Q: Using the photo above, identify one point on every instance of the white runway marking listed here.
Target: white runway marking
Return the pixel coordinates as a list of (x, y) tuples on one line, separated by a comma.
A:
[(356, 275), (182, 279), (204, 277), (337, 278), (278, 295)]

☆ ☆ ☆ ☆ ☆ ☆ ☆

[TASK INSTRUCTIONS]
Rewrite the listing with every "runway" changed to "airstrip" and everything else left as it is.

[ANSWER TO THIS TASK]
Q: Using the photo above, identify one point on every instance of the white airstrip marking listed here.
Target: white airstrip marking
Return the pixel coordinates as a list of (x, y) tuples on one line, separated by a comma.
A:
[(356, 275), (182, 279), (204, 277), (337, 278), (278, 295)]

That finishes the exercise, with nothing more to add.